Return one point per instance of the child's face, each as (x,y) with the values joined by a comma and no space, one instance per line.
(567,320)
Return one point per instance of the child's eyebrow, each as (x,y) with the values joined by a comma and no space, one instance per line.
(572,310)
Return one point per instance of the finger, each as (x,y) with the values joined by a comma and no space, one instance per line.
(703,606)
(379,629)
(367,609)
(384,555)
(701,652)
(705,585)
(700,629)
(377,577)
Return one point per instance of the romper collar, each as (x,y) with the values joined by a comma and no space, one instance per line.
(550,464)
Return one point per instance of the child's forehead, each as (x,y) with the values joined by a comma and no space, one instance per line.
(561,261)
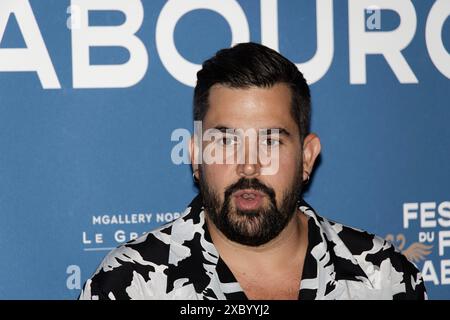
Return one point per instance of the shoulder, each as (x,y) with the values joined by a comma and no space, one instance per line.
(384,266)
(139,268)
(128,265)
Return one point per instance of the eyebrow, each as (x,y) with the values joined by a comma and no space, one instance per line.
(281,131)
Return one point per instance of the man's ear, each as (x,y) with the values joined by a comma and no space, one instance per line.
(311,149)
(194,155)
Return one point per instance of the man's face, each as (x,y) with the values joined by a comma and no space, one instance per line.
(246,206)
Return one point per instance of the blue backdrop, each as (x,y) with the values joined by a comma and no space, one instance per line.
(91,91)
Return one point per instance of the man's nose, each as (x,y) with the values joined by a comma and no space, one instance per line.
(250,167)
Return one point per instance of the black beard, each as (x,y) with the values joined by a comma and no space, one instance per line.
(251,227)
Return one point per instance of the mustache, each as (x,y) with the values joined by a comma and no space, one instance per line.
(253,183)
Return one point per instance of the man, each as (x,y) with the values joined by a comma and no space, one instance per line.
(248,234)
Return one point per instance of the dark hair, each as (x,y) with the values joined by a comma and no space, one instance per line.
(251,64)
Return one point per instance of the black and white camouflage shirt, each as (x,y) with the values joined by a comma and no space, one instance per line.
(179,261)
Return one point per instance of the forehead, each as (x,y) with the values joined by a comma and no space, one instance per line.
(252,107)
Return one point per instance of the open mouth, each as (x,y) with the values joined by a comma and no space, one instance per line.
(248,199)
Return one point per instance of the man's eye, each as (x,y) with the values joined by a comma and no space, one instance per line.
(271,142)
(228,141)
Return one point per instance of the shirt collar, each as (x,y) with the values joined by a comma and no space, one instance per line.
(322,267)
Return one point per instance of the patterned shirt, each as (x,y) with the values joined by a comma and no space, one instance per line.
(180,261)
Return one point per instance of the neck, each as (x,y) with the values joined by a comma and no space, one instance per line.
(289,245)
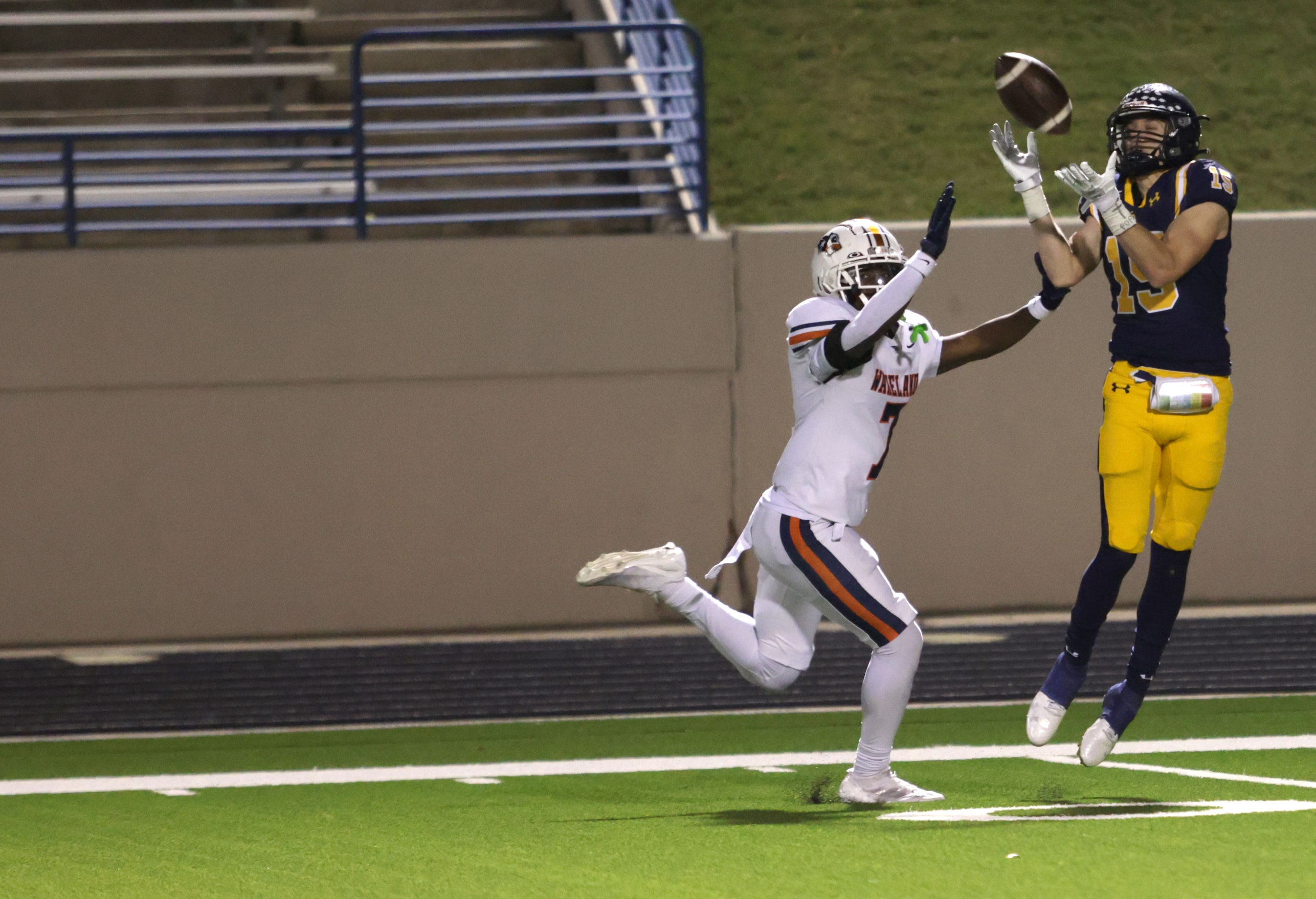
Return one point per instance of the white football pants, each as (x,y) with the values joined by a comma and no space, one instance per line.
(803,577)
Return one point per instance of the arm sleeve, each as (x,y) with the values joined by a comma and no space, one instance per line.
(1208,182)
(931,359)
(889,301)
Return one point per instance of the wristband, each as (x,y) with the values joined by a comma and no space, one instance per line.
(1035,201)
(1119,219)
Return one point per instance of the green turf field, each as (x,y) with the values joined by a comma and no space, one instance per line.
(825,111)
(728,832)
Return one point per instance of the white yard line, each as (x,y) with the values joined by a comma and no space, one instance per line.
(1094,814)
(935,622)
(46,786)
(622,717)
(1197,773)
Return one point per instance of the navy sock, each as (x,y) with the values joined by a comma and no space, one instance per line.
(1065,680)
(1097,594)
(1120,706)
(1168,575)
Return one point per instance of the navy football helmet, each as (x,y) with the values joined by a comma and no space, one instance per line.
(1183,129)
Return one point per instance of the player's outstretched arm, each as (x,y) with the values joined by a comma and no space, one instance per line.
(1068,260)
(1161,258)
(999,335)
(850,344)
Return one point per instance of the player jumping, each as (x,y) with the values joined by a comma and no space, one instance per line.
(856,359)
(1159,222)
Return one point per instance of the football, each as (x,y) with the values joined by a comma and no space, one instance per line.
(1034,94)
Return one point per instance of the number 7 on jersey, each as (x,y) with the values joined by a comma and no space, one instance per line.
(890,414)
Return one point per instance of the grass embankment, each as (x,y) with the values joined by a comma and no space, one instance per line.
(868,107)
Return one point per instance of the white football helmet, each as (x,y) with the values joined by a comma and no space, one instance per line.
(859,253)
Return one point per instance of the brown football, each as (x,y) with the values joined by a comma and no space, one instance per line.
(1034,94)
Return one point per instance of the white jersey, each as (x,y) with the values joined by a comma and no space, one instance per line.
(844,419)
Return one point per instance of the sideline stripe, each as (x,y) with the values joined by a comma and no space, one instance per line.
(1197,773)
(1198,809)
(156,782)
(619,717)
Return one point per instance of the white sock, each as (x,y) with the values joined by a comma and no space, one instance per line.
(732,633)
(886,693)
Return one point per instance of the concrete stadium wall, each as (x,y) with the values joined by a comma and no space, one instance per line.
(366,438)
(403,436)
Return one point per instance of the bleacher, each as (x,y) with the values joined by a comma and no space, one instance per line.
(131,122)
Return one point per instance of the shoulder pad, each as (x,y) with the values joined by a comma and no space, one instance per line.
(820,308)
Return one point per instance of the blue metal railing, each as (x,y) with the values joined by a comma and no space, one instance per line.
(666,53)
(676,131)
(357,164)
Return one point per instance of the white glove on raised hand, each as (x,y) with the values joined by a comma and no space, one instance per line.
(1024,168)
(1101,191)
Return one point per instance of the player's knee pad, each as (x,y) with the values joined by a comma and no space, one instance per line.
(1126,523)
(908,643)
(1178,535)
(774,677)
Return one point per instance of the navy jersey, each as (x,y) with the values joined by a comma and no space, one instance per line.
(1180,327)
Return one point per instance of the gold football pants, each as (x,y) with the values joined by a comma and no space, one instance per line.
(1144,456)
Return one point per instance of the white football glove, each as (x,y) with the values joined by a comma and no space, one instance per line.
(1101,191)
(1024,168)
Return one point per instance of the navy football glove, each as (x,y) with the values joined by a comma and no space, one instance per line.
(939,227)
(1050,294)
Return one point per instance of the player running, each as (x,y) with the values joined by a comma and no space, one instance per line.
(856,359)
(1159,222)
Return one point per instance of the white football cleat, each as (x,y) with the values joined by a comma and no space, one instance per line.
(648,570)
(1044,719)
(882,787)
(1098,743)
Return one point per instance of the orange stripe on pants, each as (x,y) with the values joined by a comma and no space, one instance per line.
(835,586)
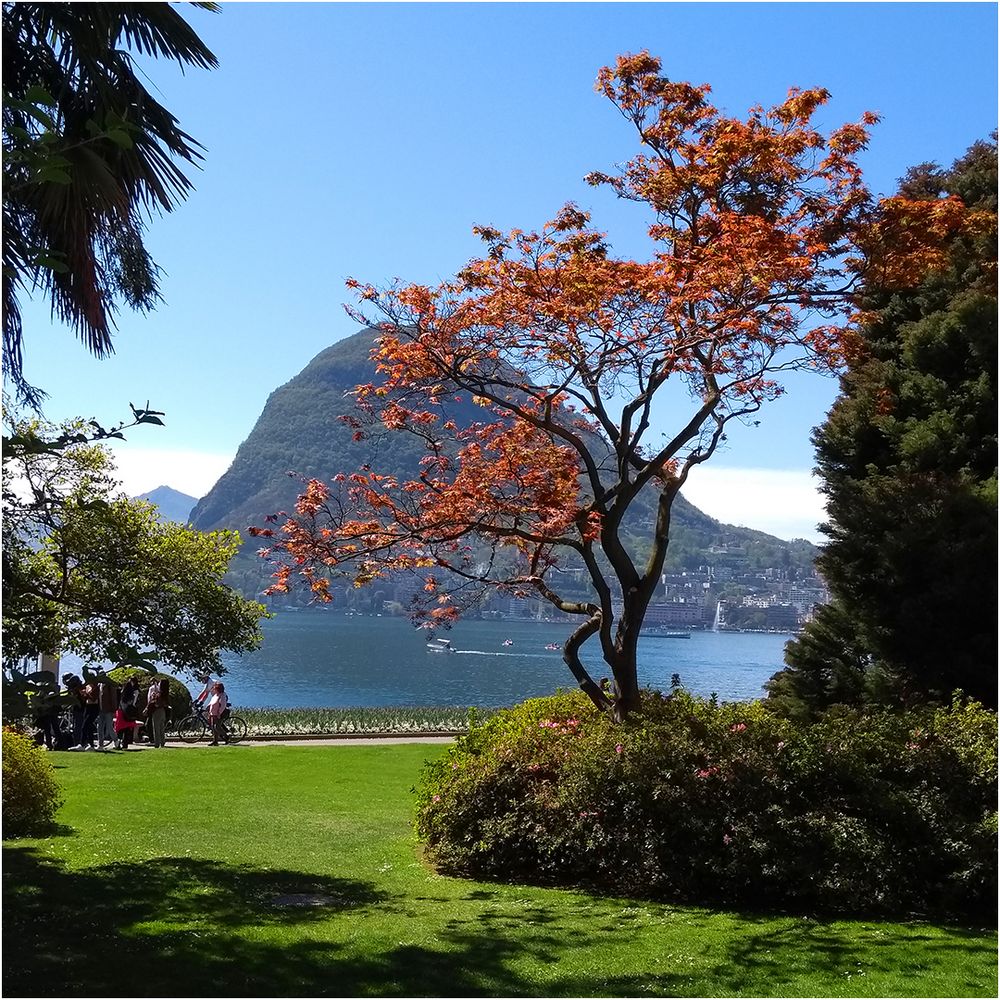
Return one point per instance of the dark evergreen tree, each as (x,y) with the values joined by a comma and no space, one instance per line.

__WORK REQUIRED__:
Print once more, exactly, the lines from the one with "Return one point per instance of the navy jersey, each" through the last line of the data, both ends included, without any pictures.

__ANSWER TO THE PROBLEM__:
Return one point per instance of the navy jersey, each as (x,y) with the values joined by a comma and no space, one instance per line.
(1180,327)
Return one point per instance of the gold football pants, each as (x,y) with the values joined by a comma and no space, one instance per line.
(1144,456)
Return one point per instance of the white football glove, each as (x,y) with the values joined by a comma and no space, one instance per line.
(1101,191)
(1024,168)
Return one point per instance of the navy football glove, each as (x,y) with the values joined by a comma and no space, one instance per line.
(939,227)
(1050,294)
Return one point per instance of the player running, each as (x,y) with the values joined by a comma and no space, one instance per line.
(856,359)
(1159,222)
Return one point per instance of the white football cleat, each as (x,y) with the values joined by a comma and no space, one instance per line.
(648,570)
(1044,719)
(882,787)
(1098,743)
Return one point per instance of the orange stripe on pants, each as (x,y) with the values joined by a comma and no space, one instance per line.
(835,586)
Return one point per instance of the dark evergreen tree, each as (x,y) with the values joined by a comma and no space, one instance per line.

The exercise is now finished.